TEXT SEGMENT:
⟨


    – Matt Stone is a senior majoring in international studies and economics.


    Grants for test gains


    The Bush administration has just announced its plan to issue 16 new grants, totaling $42 million, that would reward teachers whose students receive markedly improved scores on standardized tests. Is this plan a good incentive for teachers to do their best work, or will it simply lead to “”teaching to the test”” or cheating?

    In principle, linking pay and teaching performance isn’t such a bad idea. Money talks, and when teachers know they will be rewarded for quality instruction, they will have an incentive to teach well. Currently teachers are paid based on years of experience and level of education, but what really matters is results. By using standardized testing and evaluations to determine which teachers are more effective, students will benefit. To be sure, much can go wrong with this plan. We need to make sure that teachers don’t cheat and that incentives are based on improvement, not on how smart the students are to start with. Some will argue that it encourages teaching to the test, and that is a problem. So we need to design the tests well and focus on the most crucial qualities, like math skills and reading. But careful experimentation now may produce big benefits down the road.

    – Ryan Johnson is a senior majoring in economics and international studies.

⟩

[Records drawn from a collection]
⟨

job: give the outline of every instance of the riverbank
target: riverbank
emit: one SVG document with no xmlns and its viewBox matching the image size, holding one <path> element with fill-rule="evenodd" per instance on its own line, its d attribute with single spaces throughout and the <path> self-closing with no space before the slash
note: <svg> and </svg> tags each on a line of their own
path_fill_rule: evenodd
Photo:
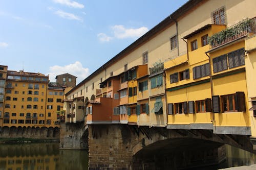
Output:
<svg viewBox="0 0 256 170">
<path fill-rule="evenodd" d="M 26 143 L 40 142 L 59 142 L 59 139 L 42 139 L 28 138 L 0 138 L 0 143 Z"/>
</svg>

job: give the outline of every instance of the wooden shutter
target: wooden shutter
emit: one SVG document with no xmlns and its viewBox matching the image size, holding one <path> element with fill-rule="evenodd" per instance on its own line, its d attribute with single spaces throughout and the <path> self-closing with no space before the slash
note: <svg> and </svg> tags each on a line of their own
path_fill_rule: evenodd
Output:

⟩

TASKS TO PERFORM:
1. Decide whether each statement agrees with the text on grants for test gains, answering yes or no and quoting the words of the text that decide it: (a) The new grants add up to $42 million. (b) Teachers are currently paid according to their students' results. (c) The writer proposes that tests focus on math skills and reading.
2. Go on with the text on grants for test gains from the point where it stops.
Nothing in the listing is needed here.

RESULTS OF THE TASKS:
1.
(a) Yes: "16 new grants, totaling $42 million"
(b) No: "Currently teachers are paid based on years of experience and level of education"
(c) Yes: "focus on the most crucial qualities, like math skills and reading"

2.
    Giving out pay bonuses to teachers of students who demonstrate increased test scores is a bad idea. While merit-based pay and incentives for high-performing teachers are excellent ideas, rewarding teachers based on improved scores encourages teachers all over the country to undercut their students’ education by “”teaching to the test”” at best and explicitly cheating or changing test scores at worst. Sure, relatively simple statistical analysis can identify which students really improved and which students received a little unethical help from their teachers. But the vast majority of already mismanaged school systems either don’t have the money to hire professionals to analyze the scores or will simply refuse to do so. American public schools need restructuring. And providing teachers with incentives is absolutely a good idea. But allotting millions of dollars to teachers with based on opaque test scores is just bad sense.

    -ððStan Molever is a senior majoring in philosophy.


    This Cosmo’s for you


    According to a recent Wall Street Journal report, bars are stocking more “”girly”” drinks than ever, in response to vastly increased consumer demand. Is this just a sign of the times, or something more insidious?

    The recent trend in which bars are stocking more and more “”girly”” mixed drinks is threatening the future of our nation. Catering to a female population that, thanks to “”Sex in the City,”” believes their drinks must be pink (to match their dresses), bar drink lists have disillusioned men about their cocktail choices. Neglecting to follow the footsteps of great men like James Bond and the Dude, men are replacing martinis and white Russians with appletinis and cosmopolitans. If this trend persists, we will reminisce of a time when men were men, and their drinks were, too. We will remember when Jack, Jim and the Captain filled the goblets of strong, real men, men who drank to drink. A future in which the sea breeze rules the bar is no future at all. Blush wine will go down in history as the great emasculator of this once-strong nation.

    -Courtney Smith is a senior majoring in molecular and celular biology and anthropology.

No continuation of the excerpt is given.